_Extrait du texte_

»»

C’est depuis l’intérieur, sur le terrain, dans les conseils municipaux, à travers des assemblées que devrait se faire l’éducation civique. Parce que c’est là que l’on peut la vivre.

A Vinzieux, des jeunes ont assisté récemment à un conseil municipal. A tous les débats du quotidien qui font tourner notre village. Et pour avoir discuté avec eux ensuite, j’ai vu que leur vision de l’élu avait changé, et pour la première fois, j’ai eu le sentiment qu’une graine avait été plantée : celle de la démocratie.

Alors, fort de ma petite, toute petite expérience, je crois que nous pouvons tous planter des graines de démocratie. Comme autant de petites victoires pour qu’une nouvelle génération s’empare du jeu institutionnel.

L’avenir de la démocratie se jouera probablement au niveau local. A travers une proximité qui peut permettre aux jeunes de s’en emparer, de la diffuser, de la renforcer.

Je vais vous faire une confidence.

Un jour, alors que je n’avais que 15 ans, j’ai croisé le chemin de quelqu’un qui m’a fait confiance. Il a instillé en moi ce souffle qui me conduit aujourd’hui à cette tribune et qui me montre que je peux être utile au niveau local et peut-être aussi demain dans une enceinte internationale.

De cette histoire qui est la mienne, je retiens que la démocratie, « c’est partout et tout le temps ».

««

(Extraits d'un jeu de données d'annotation par points)
»»

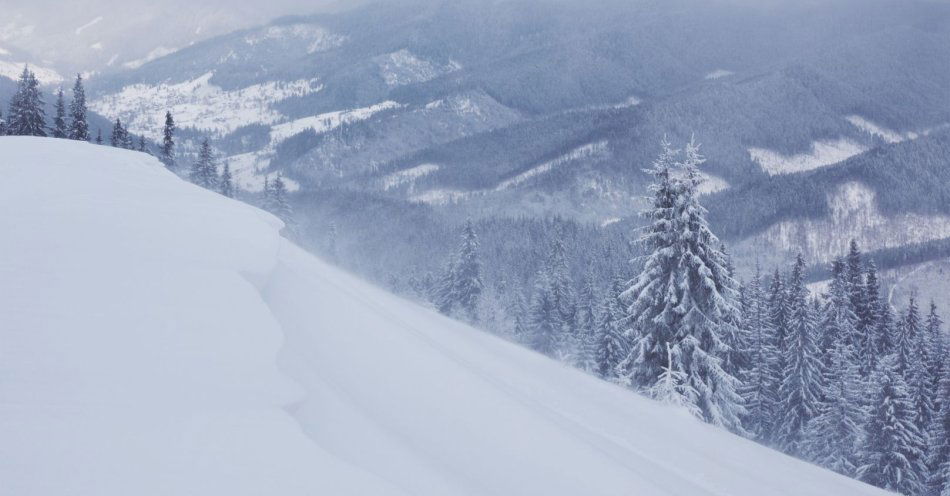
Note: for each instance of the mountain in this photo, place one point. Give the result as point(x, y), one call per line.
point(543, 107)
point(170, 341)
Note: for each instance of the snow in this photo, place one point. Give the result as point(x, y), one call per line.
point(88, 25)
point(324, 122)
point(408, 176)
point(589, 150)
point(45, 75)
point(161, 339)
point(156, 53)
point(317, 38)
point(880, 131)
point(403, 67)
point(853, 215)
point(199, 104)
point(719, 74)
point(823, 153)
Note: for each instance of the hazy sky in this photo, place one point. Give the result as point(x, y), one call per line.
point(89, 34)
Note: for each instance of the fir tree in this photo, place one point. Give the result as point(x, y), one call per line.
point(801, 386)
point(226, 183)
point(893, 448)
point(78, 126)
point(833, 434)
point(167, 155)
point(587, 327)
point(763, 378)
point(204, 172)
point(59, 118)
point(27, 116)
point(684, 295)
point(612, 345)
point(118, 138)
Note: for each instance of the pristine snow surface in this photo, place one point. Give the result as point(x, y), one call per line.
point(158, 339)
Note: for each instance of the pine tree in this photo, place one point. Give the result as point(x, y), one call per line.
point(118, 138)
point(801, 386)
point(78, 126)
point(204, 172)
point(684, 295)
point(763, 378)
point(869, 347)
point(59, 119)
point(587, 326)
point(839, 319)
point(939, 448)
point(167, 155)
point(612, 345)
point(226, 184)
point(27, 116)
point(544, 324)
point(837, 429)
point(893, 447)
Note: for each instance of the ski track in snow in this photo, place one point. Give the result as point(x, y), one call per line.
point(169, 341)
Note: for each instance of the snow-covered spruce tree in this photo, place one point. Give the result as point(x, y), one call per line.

««

_Objectif 1_
D'après le texte sur la démocratie locale, à quoi des jeunes ont-ils assisté récemment à Vinzieux ?
_Objectif 2_
Rédigez la suite du texte sur la démocratie locale et l'éducation civique, en reprenant juste après sa dernière phrase.

_Réponse 1_
À un conseil municipal.

_Réponse 2_
La démocratie,

-       c’est une flamme qui tient à un peu de confiance que l’on porte à quelqu’un qui veut se donner les moyens d’être utile.

-       c’est une flamme que l’on transmet avec humilité, pour que chaque homme et chaque femme puisse la vivre au quotidien.

Pour conclure, je veux vous laisser un message d’espoir et de responsabilité.

Il y a au niveau local, dans chaque ville, dans chaque village, une force vive qui peut porter l’avenir de la démocratie.

Si nous sommes capables de transformer ce constat en changement, une génération extraordinaire est là pour s’en emparer. Mais, la partie est loin, très loin d’être gagnée d’avance.

Mesdames et messieurs, chers membres de cette Chambre des Pouvoirs Locaux du Congrès du Conseil de l’Europe,

Continuez à être les garants de cette démocratie locale, mais soyez aussi ces passeurs de confiance.

Ne l’oubliez pas, la démocratie se pense par les actes.

Je vous remercie.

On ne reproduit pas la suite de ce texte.